» **THE EXERCISE**: Please pull out every line below that contains the string "machine", treating uppercase and lowercase letters as different.

>> Start SUPPLIED DATA

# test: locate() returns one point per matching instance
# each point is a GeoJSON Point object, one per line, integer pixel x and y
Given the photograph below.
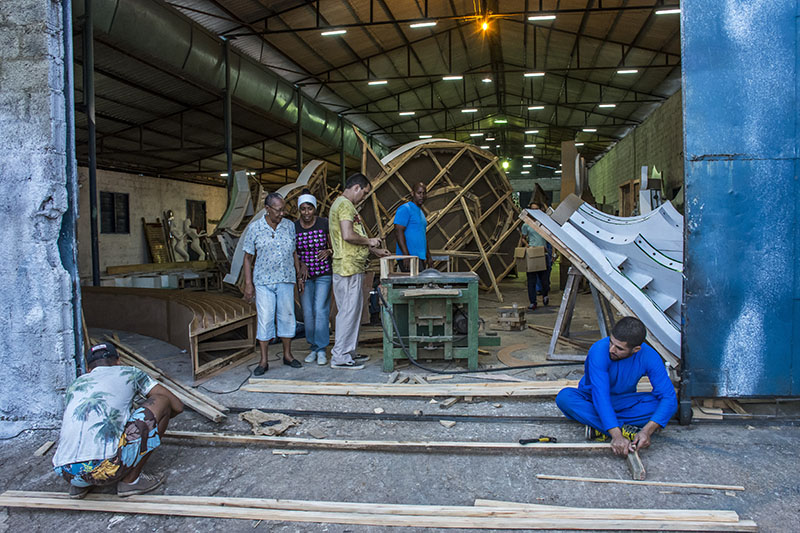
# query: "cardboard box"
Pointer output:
{"type": "Point", "coordinates": [530, 258]}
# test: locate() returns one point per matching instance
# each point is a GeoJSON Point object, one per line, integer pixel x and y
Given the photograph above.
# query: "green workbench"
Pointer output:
{"type": "Point", "coordinates": [424, 309]}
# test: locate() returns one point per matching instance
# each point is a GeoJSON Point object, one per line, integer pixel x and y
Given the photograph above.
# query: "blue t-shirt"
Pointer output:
{"type": "Point", "coordinates": [604, 378]}
{"type": "Point", "coordinates": [411, 217]}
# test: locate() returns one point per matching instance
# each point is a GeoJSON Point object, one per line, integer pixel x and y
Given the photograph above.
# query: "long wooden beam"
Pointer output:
{"type": "Point", "coordinates": [523, 389]}
{"type": "Point", "coordinates": [638, 482]}
{"type": "Point", "coordinates": [388, 445]}
{"type": "Point", "coordinates": [165, 505]}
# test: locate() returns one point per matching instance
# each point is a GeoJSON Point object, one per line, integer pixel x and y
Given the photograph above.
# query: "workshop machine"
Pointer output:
{"type": "Point", "coordinates": [434, 313]}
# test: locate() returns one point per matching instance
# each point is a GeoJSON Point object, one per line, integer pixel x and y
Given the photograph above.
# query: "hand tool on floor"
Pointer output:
{"type": "Point", "coordinates": [542, 438]}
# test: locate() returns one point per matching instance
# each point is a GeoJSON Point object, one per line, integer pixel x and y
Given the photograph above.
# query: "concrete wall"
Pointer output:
{"type": "Point", "coordinates": [656, 141]}
{"type": "Point", "coordinates": [38, 343]}
{"type": "Point", "coordinates": [149, 198]}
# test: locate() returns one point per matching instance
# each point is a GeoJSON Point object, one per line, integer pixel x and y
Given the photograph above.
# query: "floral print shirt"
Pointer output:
{"type": "Point", "coordinates": [97, 407]}
{"type": "Point", "coordinates": [309, 243]}
{"type": "Point", "coordinates": [274, 251]}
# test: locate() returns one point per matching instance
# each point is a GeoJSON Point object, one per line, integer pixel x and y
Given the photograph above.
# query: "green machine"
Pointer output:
{"type": "Point", "coordinates": [436, 315]}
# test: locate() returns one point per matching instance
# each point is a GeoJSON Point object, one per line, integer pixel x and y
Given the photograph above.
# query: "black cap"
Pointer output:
{"type": "Point", "coordinates": [101, 351]}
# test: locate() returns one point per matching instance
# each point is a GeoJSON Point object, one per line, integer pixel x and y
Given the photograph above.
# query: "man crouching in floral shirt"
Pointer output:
{"type": "Point", "coordinates": [103, 440]}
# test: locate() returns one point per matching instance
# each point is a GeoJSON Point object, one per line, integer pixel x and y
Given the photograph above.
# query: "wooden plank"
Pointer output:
{"type": "Point", "coordinates": [165, 506]}
{"type": "Point", "coordinates": [637, 482]}
{"type": "Point", "coordinates": [397, 446]}
{"type": "Point", "coordinates": [134, 355]}
{"type": "Point", "coordinates": [522, 389]}
{"type": "Point", "coordinates": [635, 465]}
{"type": "Point", "coordinates": [493, 510]}
{"type": "Point", "coordinates": [711, 515]}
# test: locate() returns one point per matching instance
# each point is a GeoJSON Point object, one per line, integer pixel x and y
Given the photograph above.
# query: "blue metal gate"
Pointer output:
{"type": "Point", "coordinates": [741, 333]}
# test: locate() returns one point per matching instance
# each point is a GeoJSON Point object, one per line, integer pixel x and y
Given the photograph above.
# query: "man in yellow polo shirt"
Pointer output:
{"type": "Point", "coordinates": [351, 248]}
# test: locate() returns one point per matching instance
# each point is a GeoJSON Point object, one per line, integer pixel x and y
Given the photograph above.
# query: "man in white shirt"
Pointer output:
{"type": "Point", "coordinates": [103, 440]}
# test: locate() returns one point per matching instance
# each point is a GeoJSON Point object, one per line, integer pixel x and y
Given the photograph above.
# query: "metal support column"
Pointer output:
{"type": "Point", "coordinates": [342, 155]}
{"type": "Point", "coordinates": [299, 142]}
{"type": "Point", "coordinates": [88, 103]}
{"type": "Point", "coordinates": [226, 114]}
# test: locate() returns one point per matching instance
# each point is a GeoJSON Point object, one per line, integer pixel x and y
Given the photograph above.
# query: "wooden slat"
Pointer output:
{"type": "Point", "coordinates": [522, 389]}
{"type": "Point", "coordinates": [340, 444]}
{"type": "Point", "coordinates": [634, 482]}
{"type": "Point", "coordinates": [131, 505]}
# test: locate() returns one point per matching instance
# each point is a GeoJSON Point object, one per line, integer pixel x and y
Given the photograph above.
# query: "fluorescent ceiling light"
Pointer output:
{"type": "Point", "coordinates": [541, 17]}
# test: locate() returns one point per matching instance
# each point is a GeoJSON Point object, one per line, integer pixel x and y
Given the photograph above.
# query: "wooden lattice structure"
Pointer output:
{"type": "Point", "coordinates": [469, 208]}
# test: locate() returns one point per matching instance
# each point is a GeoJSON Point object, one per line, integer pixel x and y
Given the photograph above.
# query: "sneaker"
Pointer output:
{"type": "Point", "coordinates": [351, 365]}
{"type": "Point", "coordinates": [143, 485]}
{"type": "Point", "coordinates": [629, 431]}
{"type": "Point", "coordinates": [78, 493]}
{"type": "Point", "coordinates": [595, 435]}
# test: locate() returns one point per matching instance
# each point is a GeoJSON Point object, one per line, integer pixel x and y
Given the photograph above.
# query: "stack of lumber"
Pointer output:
{"type": "Point", "coordinates": [520, 389]}
{"type": "Point", "coordinates": [190, 397]}
{"type": "Point", "coordinates": [485, 514]}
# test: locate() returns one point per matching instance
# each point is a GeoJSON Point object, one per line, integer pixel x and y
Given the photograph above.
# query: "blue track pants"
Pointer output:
{"type": "Point", "coordinates": [634, 408]}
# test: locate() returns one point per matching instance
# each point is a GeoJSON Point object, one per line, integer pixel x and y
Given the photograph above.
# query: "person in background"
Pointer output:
{"type": "Point", "coordinates": [410, 228]}
{"type": "Point", "coordinates": [104, 440]}
{"type": "Point", "coordinates": [314, 250]}
{"type": "Point", "coordinates": [351, 249]}
{"type": "Point", "coordinates": [540, 278]}
{"type": "Point", "coordinates": [271, 240]}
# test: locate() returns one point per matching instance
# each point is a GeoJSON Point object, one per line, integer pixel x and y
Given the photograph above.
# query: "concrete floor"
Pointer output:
{"type": "Point", "coordinates": [762, 458]}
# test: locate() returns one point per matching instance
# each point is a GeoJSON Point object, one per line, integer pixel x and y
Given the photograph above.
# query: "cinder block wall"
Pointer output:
{"type": "Point", "coordinates": [148, 197]}
{"type": "Point", "coordinates": [656, 141]}
{"type": "Point", "coordinates": [37, 344]}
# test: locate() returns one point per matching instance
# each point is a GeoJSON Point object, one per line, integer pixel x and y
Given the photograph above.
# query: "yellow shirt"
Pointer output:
{"type": "Point", "coordinates": [348, 259]}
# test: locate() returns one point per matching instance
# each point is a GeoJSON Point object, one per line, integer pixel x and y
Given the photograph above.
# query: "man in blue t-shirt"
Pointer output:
{"type": "Point", "coordinates": [606, 399]}
{"type": "Point", "coordinates": [410, 227]}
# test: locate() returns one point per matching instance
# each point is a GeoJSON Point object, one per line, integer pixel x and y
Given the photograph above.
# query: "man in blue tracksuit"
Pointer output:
{"type": "Point", "coordinates": [606, 399]}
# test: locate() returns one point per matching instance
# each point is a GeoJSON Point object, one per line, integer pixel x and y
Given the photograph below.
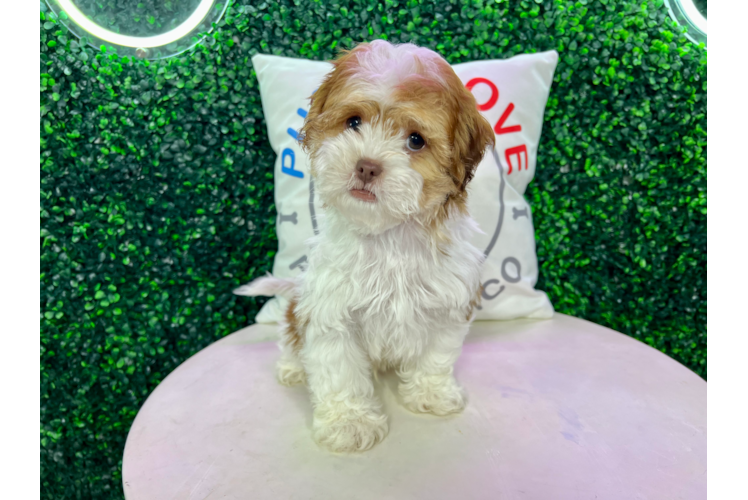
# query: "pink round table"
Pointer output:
{"type": "Point", "coordinates": [558, 409]}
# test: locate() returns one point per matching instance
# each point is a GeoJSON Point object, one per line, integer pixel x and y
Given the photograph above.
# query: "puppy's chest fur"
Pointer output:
{"type": "Point", "coordinates": [391, 290]}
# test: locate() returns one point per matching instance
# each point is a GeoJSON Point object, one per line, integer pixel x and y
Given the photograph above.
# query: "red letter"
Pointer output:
{"type": "Point", "coordinates": [514, 128]}
{"type": "Point", "coordinates": [494, 92]}
{"type": "Point", "coordinates": [517, 150]}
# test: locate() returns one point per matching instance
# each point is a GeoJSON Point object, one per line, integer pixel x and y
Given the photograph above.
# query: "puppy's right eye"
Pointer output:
{"type": "Point", "coordinates": [353, 122]}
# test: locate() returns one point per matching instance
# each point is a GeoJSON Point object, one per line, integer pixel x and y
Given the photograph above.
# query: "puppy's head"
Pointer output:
{"type": "Point", "coordinates": [393, 135]}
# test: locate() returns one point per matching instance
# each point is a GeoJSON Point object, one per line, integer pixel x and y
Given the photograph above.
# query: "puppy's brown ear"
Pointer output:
{"type": "Point", "coordinates": [471, 133]}
{"type": "Point", "coordinates": [314, 124]}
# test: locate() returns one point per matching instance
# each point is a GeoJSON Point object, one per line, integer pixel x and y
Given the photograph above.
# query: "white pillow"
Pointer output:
{"type": "Point", "coordinates": [511, 94]}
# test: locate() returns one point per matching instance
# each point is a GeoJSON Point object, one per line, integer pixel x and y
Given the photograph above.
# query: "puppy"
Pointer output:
{"type": "Point", "coordinates": [393, 138]}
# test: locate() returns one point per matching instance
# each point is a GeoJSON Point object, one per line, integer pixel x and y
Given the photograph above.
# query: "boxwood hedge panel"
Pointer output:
{"type": "Point", "coordinates": [156, 191]}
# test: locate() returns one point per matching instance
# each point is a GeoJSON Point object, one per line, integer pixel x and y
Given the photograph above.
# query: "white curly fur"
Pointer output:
{"type": "Point", "coordinates": [378, 292]}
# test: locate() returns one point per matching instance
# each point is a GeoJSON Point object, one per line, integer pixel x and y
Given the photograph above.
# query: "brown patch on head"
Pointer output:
{"type": "Point", "coordinates": [457, 136]}
{"type": "Point", "coordinates": [319, 124]}
{"type": "Point", "coordinates": [428, 99]}
{"type": "Point", "coordinates": [293, 335]}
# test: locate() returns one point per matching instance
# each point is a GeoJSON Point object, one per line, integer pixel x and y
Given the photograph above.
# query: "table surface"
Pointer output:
{"type": "Point", "coordinates": [557, 409]}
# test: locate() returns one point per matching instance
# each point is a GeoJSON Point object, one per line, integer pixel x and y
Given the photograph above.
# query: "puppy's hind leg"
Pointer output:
{"type": "Point", "coordinates": [289, 369]}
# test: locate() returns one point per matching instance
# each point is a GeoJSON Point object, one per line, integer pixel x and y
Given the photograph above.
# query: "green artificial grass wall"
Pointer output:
{"type": "Point", "coordinates": [156, 191]}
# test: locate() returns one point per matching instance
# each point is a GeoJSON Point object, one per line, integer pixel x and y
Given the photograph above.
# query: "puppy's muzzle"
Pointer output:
{"type": "Point", "coordinates": [367, 170]}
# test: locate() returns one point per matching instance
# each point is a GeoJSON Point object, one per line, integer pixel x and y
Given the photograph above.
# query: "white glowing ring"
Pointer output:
{"type": "Point", "coordinates": [713, 26]}
{"type": "Point", "coordinates": [145, 42]}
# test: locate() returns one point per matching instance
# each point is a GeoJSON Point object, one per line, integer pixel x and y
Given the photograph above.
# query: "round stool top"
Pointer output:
{"type": "Point", "coordinates": [557, 409]}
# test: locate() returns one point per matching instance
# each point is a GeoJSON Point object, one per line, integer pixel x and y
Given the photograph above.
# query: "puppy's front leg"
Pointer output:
{"type": "Point", "coordinates": [347, 416]}
{"type": "Point", "coordinates": [427, 383]}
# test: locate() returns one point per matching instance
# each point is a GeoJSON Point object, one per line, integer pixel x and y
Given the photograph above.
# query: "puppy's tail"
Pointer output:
{"type": "Point", "coordinates": [268, 286]}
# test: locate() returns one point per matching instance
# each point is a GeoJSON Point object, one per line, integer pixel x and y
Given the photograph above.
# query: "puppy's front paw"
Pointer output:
{"type": "Point", "coordinates": [437, 394]}
{"type": "Point", "coordinates": [346, 430]}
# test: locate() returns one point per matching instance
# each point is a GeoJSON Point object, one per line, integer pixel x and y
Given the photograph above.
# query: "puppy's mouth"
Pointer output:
{"type": "Point", "coordinates": [363, 194]}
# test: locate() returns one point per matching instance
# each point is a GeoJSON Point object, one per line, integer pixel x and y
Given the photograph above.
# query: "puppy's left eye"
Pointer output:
{"type": "Point", "coordinates": [415, 142]}
{"type": "Point", "coordinates": [353, 122]}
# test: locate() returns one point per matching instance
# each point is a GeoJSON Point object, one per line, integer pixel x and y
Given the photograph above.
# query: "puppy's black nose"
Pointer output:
{"type": "Point", "coordinates": [366, 170]}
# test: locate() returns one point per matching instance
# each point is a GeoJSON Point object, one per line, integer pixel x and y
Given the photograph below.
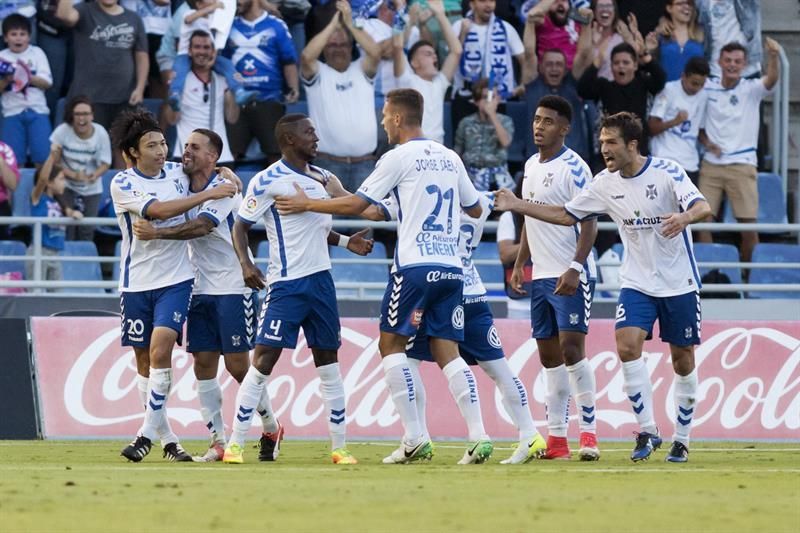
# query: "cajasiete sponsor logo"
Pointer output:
{"type": "Point", "coordinates": [749, 384]}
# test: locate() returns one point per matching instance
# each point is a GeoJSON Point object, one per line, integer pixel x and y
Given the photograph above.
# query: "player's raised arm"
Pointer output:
{"type": "Point", "coordinates": [554, 214]}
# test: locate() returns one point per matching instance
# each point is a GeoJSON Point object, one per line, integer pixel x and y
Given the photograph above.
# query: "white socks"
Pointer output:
{"type": "Point", "coordinates": [515, 397]}
{"type": "Point", "coordinates": [332, 390]}
{"type": "Point", "coordinates": [400, 382]}
{"type": "Point", "coordinates": [461, 383]}
{"type": "Point", "coordinates": [640, 393]}
{"type": "Point", "coordinates": [250, 395]}
{"type": "Point", "coordinates": [413, 365]}
{"type": "Point", "coordinates": [156, 406]}
{"type": "Point", "coordinates": [210, 395]}
{"type": "Point", "coordinates": [582, 385]}
{"type": "Point", "coordinates": [557, 401]}
{"type": "Point", "coordinates": [685, 401]}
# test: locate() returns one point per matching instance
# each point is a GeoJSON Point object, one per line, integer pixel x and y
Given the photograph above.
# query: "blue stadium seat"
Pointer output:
{"type": "Point", "coordinates": [12, 248]}
{"type": "Point", "coordinates": [353, 272]}
{"type": "Point", "coordinates": [81, 271]}
{"type": "Point", "coordinates": [718, 253]}
{"type": "Point", "coordinates": [775, 253]}
{"type": "Point", "coordinates": [771, 202]}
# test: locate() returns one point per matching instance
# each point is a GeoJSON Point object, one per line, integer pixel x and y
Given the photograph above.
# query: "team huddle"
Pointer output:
{"type": "Point", "coordinates": [186, 258]}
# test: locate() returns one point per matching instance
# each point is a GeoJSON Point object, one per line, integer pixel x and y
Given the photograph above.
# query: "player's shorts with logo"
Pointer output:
{"type": "Point", "coordinates": [430, 293]}
{"type": "Point", "coordinates": [551, 313]}
{"type": "Point", "coordinates": [224, 323]}
{"type": "Point", "coordinates": [308, 302]}
{"type": "Point", "coordinates": [679, 317]}
{"type": "Point", "coordinates": [481, 340]}
{"type": "Point", "coordinates": [144, 310]}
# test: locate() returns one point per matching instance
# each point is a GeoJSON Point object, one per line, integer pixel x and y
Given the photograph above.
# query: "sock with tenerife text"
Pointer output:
{"type": "Point", "coordinates": [461, 382]}
{"type": "Point", "coordinates": [332, 390]}
{"type": "Point", "coordinates": [155, 411]}
{"type": "Point", "coordinates": [402, 388]}
{"type": "Point", "coordinates": [640, 393]}
{"type": "Point", "coordinates": [210, 395]}
{"type": "Point", "coordinates": [557, 401]}
{"type": "Point", "coordinates": [685, 400]}
{"type": "Point", "coordinates": [582, 386]}
{"type": "Point", "coordinates": [421, 399]}
{"type": "Point", "coordinates": [250, 394]}
{"type": "Point", "coordinates": [514, 395]}
{"type": "Point", "coordinates": [269, 424]}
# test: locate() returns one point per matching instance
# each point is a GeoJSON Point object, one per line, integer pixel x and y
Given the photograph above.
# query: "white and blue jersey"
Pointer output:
{"type": "Point", "coordinates": [147, 265]}
{"type": "Point", "coordinates": [653, 264]}
{"type": "Point", "coordinates": [430, 185]}
{"type": "Point", "coordinates": [555, 181]}
{"type": "Point", "coordinates": [298, 243]}
{"type": "Point", "coordinates": [259, 50]}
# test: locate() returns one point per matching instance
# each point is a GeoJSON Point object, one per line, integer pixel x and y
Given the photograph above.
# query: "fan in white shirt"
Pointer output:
{"type": "Point", "coordinates": [652, 201]}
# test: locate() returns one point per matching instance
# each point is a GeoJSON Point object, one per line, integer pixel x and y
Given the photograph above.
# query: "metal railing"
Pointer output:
{"type": "Point", "coordinates": [367, 290]}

>> End SUPPLIED DATA

» **RESPONSE**:
# query: "workshop machine"
# query: "green machine"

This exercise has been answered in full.